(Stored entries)
++++++++
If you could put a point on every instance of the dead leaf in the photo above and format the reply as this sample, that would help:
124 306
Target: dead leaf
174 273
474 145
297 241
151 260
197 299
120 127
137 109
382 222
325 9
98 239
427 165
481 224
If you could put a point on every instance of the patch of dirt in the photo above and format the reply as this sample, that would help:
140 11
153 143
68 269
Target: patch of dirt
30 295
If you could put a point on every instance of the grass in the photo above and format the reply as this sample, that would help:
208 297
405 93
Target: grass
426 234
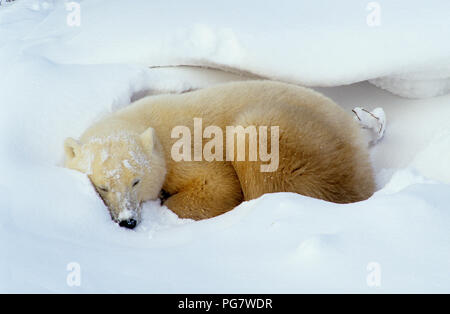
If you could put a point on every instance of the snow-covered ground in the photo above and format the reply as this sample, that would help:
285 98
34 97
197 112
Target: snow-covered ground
56 79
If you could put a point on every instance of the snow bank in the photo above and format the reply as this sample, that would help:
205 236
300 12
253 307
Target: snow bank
320 43
56 80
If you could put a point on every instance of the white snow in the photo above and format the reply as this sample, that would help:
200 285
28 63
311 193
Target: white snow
56 80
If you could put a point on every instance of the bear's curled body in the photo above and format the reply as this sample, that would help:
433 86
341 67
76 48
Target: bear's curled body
321 150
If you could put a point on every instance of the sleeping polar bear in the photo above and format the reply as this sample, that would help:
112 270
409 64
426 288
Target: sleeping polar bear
133 155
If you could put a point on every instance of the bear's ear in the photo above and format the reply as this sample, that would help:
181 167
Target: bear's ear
71 147
148 139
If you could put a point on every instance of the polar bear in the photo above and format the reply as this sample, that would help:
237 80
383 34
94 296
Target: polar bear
128 156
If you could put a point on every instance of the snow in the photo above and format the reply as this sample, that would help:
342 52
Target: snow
57 80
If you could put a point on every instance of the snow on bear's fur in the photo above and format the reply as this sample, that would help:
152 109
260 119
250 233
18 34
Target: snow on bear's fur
127 156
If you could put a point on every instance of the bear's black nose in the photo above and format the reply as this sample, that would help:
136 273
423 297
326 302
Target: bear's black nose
130 223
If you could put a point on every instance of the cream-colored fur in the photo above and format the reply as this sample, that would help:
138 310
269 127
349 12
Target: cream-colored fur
321 151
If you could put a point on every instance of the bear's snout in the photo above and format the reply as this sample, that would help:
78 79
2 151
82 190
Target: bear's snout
129 223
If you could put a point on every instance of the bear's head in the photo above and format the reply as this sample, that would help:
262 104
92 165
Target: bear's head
126 169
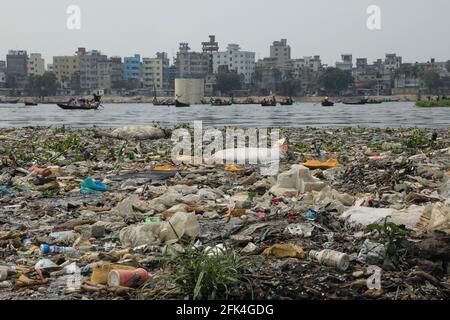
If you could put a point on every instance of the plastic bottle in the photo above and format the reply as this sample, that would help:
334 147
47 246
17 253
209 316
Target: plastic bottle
46 249
6 271
331 258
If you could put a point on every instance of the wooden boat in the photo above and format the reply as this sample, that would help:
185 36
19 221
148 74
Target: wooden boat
163 103
64 106
327 103
219 102
12 101
82 104
355 102
179 104
287 102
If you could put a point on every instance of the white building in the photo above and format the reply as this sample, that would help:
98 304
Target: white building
2 79
243 62
346 64
36 64
281 51
392 62
154 70
313 64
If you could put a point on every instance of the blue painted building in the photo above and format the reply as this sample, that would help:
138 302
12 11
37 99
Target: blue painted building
132 67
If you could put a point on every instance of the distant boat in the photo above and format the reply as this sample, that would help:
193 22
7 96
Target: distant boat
287 102
181 104
167 102
220 102
372 101
269 103
355 102
82 104
11 101
327 103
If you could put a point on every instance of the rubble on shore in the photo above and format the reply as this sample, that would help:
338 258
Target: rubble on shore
76 204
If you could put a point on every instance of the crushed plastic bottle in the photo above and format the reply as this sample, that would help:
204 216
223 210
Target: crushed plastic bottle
46 249
90 185
331 258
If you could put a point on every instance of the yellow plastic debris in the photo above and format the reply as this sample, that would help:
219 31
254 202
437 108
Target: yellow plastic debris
287 250
164 168
101 270
316 164
232 168
235 213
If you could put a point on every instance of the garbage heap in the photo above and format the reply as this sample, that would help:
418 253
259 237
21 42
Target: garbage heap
353 213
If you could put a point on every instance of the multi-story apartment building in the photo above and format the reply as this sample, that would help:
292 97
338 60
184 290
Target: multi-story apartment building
392 62
308 71
64 68
95 72
242 62
155 72
16 68
2 74
116 69
346 64
313 64
192 64
210 48
36 64
281 51
132 68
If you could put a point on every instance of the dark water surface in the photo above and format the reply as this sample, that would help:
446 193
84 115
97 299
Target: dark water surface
393 114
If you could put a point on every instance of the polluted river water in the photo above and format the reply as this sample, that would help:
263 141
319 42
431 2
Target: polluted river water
300 115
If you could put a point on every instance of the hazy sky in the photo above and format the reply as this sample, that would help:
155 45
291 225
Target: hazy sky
417 30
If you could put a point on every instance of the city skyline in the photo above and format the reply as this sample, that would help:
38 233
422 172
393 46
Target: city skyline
307 36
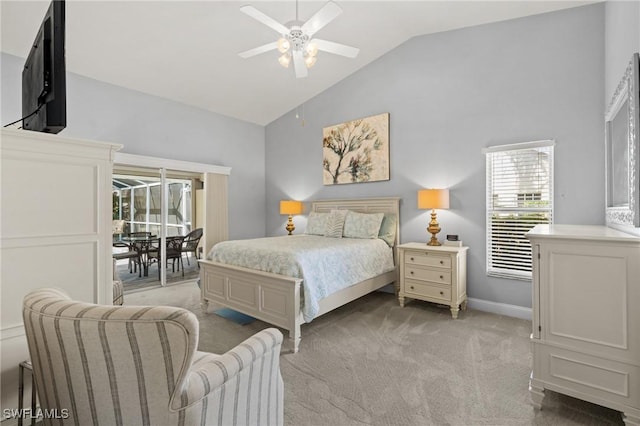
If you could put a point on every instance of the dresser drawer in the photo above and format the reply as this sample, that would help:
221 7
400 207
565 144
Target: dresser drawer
437 276
427 259
426 290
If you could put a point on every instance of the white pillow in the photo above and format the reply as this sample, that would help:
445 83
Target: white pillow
335 223
316 223
362 225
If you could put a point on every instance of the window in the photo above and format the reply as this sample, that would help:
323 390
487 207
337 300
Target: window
519 196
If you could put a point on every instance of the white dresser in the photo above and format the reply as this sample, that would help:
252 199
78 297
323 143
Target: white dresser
55 230
586 316
434 274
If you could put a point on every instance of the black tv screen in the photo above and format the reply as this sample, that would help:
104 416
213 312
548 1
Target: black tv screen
44 103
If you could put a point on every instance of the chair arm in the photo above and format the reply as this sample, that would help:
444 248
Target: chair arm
209 372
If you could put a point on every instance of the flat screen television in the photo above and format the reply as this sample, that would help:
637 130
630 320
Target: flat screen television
44 100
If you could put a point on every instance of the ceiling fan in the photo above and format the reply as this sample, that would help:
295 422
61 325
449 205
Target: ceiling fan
296 38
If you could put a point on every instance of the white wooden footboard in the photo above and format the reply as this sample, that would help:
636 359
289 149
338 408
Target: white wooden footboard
266 296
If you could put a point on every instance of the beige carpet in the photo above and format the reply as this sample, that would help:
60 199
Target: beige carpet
374 363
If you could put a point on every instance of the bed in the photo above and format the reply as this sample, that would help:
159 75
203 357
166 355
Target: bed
277 298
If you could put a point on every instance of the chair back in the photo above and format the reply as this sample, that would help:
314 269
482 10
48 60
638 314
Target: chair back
192 239
119 364
174 245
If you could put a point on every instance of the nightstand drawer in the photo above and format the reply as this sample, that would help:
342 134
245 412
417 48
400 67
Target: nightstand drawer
426 259
425 290
434 275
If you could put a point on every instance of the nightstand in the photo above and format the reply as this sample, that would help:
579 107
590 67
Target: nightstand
435 274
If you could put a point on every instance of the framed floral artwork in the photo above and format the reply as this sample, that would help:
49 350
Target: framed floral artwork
356 151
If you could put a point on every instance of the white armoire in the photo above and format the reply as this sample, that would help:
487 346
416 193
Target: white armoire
586 316
55 230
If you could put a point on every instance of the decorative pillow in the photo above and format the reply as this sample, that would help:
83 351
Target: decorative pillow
335 223
316 223
362 225
388 228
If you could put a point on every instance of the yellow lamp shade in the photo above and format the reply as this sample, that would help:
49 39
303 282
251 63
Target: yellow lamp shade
290 207
433 199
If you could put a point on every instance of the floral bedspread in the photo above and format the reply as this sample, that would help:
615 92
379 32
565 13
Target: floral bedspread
326 265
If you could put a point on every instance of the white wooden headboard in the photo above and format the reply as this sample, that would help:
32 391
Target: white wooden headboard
363 205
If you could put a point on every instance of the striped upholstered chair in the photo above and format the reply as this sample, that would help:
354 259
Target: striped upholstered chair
126 365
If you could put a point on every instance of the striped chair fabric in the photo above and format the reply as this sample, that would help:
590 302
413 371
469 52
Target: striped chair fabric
137 365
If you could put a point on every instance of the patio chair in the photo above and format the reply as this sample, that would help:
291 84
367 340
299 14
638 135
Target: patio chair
174 253
191 241
132 254
114 365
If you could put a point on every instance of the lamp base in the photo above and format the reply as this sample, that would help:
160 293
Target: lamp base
290 226
433 241
433 229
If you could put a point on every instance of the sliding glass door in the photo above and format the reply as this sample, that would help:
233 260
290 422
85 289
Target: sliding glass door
152 207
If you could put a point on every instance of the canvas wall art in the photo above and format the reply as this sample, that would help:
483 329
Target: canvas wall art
356 151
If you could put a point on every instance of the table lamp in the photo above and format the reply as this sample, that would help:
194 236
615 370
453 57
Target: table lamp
290 207
433 199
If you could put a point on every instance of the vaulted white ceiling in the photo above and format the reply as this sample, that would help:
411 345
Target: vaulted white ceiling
187 51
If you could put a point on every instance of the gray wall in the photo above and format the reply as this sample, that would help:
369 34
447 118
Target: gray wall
622 39
449 95
152 126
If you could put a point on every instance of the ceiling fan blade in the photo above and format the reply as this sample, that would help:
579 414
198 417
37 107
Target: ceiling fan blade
298 64
321 18
267 20
258 50
336 48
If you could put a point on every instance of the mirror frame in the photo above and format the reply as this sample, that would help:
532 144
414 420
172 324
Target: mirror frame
627 93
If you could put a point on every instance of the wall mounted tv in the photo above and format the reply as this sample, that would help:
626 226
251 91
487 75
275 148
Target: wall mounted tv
44 100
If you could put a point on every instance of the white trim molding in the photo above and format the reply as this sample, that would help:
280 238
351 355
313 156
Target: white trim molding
500 308
519 145
123 158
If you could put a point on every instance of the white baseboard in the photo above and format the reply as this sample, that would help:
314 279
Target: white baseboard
500 308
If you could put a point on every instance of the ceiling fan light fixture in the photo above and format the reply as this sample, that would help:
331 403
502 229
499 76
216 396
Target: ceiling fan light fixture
311 49
285 60
310 61
296 42
283 45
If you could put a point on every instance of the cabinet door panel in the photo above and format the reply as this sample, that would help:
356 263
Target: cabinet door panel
586 298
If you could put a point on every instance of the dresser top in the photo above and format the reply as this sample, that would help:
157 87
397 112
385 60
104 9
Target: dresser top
424 246
583 232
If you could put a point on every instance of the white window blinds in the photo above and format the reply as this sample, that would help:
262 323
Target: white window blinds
519 196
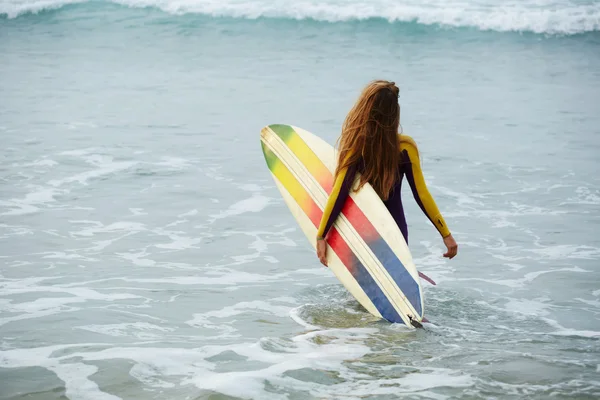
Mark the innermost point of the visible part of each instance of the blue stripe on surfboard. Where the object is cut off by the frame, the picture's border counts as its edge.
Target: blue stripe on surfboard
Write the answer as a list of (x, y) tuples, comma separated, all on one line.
[(362, 276), (398, 272)]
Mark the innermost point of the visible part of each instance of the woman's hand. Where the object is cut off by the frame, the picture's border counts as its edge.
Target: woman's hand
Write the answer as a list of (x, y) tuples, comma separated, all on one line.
[(451, 246), (322, 251)]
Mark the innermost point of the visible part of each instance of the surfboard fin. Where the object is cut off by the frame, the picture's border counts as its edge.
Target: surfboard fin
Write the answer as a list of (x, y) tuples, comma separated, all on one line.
[(415, 323), (428, 279)]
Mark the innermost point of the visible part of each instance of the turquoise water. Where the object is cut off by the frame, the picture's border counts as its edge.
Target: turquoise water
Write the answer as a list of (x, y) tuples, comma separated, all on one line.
[(145, 252)]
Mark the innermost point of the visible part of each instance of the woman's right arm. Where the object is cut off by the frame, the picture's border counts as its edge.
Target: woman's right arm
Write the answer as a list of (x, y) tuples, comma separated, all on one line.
[(422, 196)]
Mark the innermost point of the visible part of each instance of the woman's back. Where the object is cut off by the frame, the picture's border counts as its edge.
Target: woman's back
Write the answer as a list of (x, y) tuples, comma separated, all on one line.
[(370, 145)]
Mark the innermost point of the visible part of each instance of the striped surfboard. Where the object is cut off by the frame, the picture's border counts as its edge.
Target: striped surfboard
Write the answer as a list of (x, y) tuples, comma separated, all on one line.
[(367, 251)]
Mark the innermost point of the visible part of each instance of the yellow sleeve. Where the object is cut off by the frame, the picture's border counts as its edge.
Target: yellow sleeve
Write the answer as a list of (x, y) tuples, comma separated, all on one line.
[(419, 187), (331, 212)]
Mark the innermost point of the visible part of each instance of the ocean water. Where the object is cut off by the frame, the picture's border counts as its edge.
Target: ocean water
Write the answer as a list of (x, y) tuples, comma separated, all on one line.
[(145, 252)]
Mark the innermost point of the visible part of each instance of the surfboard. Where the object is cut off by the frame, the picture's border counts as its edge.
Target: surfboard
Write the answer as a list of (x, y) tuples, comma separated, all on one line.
[(367, 252)]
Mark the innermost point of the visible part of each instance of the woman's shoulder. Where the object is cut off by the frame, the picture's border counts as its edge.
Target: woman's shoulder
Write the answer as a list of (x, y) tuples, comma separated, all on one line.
[(407, 143)]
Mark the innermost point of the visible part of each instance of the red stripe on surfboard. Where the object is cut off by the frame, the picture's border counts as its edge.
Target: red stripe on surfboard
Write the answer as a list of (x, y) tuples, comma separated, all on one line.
[(359, 220), (334, 239)]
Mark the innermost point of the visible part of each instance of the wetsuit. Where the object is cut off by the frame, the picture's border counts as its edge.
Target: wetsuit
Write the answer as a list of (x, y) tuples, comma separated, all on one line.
[(409, 167)]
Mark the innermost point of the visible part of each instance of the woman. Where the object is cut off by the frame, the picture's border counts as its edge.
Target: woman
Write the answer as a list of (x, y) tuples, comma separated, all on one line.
[(370, 144)]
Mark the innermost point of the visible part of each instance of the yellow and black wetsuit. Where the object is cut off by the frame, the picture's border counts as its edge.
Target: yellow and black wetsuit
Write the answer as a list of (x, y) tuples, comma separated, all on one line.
[(409, 167)]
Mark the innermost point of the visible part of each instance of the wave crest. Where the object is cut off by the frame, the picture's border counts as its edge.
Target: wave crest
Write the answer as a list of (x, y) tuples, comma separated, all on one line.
[(537, 16)]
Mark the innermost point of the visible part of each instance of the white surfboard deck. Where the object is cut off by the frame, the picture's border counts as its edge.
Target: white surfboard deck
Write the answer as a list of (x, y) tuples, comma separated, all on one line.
[(367, 252)]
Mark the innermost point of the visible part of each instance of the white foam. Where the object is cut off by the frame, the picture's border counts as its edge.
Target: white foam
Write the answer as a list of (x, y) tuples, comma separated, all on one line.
[(137, 258), (31, 202), (44, 306), (539, 16), (568, 251), (253, 204), (140, 330), (105, 168), (121, 226), (188, 213), (204, 319), (562, 331), (137, 211)]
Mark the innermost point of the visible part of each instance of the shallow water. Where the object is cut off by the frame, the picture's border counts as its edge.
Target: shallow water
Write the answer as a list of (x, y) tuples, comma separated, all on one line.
[(146, 253)]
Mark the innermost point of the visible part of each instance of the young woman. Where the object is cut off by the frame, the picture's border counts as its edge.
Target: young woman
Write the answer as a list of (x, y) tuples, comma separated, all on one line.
[(370, 144)]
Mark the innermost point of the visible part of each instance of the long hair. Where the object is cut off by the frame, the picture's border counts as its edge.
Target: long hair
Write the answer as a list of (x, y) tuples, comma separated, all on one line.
[(370, 135)]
++++++++
Please copy each line of the records above that holds the word "long".

Mark the innermost point of the visible part of each instance of the long hair. Where the object is cut off by the frame, the picture's border counts as its edge.
Target: long hair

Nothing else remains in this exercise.